Each line of the records that includes "mask" should be found and copied.

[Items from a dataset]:
⁂

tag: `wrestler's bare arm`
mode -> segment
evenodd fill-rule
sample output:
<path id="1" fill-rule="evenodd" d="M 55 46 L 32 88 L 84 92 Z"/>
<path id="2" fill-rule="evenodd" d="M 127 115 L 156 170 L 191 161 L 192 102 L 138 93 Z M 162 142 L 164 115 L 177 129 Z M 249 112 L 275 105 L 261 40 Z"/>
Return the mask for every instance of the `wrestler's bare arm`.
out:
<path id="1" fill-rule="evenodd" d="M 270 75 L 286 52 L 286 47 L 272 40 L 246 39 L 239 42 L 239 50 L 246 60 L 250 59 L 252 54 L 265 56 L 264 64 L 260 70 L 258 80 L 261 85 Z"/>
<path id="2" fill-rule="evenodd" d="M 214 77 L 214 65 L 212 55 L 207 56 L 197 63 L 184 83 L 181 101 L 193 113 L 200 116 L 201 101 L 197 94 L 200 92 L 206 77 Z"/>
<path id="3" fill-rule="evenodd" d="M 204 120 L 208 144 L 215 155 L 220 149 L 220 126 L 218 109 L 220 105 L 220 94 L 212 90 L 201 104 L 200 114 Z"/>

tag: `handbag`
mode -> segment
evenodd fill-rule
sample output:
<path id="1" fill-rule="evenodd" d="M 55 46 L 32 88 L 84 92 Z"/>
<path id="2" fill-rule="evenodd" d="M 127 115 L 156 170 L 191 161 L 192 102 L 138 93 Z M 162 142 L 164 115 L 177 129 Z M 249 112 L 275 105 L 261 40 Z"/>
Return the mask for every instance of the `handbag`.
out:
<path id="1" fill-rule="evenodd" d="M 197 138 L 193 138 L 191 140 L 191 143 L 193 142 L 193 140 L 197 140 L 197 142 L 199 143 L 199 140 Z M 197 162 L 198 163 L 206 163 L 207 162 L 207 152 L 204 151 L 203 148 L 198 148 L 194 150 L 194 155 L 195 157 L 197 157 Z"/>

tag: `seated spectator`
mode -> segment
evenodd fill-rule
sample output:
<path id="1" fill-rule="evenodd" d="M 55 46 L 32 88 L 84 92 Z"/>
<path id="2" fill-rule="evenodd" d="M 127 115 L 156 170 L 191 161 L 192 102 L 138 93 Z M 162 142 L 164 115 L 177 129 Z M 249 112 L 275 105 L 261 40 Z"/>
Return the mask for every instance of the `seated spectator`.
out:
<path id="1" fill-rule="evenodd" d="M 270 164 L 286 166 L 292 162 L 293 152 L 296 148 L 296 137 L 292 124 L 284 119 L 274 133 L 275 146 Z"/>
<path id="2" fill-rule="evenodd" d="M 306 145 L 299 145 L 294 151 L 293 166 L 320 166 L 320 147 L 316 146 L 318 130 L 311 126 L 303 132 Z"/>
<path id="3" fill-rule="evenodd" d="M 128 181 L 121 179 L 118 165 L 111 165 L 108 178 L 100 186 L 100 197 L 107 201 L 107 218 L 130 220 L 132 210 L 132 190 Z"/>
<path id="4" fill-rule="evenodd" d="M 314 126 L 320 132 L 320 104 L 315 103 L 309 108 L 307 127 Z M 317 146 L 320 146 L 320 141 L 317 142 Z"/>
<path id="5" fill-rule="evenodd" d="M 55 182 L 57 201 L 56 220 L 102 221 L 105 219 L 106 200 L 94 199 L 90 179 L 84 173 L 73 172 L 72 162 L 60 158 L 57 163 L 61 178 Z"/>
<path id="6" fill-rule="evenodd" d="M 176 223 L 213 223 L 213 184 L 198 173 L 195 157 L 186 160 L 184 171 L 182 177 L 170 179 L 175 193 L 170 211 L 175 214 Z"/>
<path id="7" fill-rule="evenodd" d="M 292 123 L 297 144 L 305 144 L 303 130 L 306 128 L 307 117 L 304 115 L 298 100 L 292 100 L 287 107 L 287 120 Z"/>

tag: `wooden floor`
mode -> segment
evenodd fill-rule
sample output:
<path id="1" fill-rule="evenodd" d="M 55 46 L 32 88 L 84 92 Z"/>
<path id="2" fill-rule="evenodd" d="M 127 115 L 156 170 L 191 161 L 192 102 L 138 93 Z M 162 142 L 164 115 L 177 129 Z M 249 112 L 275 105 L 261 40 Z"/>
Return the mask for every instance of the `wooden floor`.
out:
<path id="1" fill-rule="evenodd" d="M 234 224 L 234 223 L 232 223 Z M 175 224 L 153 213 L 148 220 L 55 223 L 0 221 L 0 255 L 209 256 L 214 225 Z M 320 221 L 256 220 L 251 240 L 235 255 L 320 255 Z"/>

⁂

[Solution to the exercise]:
Return the mask for every instance of the `wrestler's bare arm`.
Return the mask for every instance of the `handbag`.
Return the mask for every instance of the `seated spectator`.
Return the mask for every instance of the `wooden floor`.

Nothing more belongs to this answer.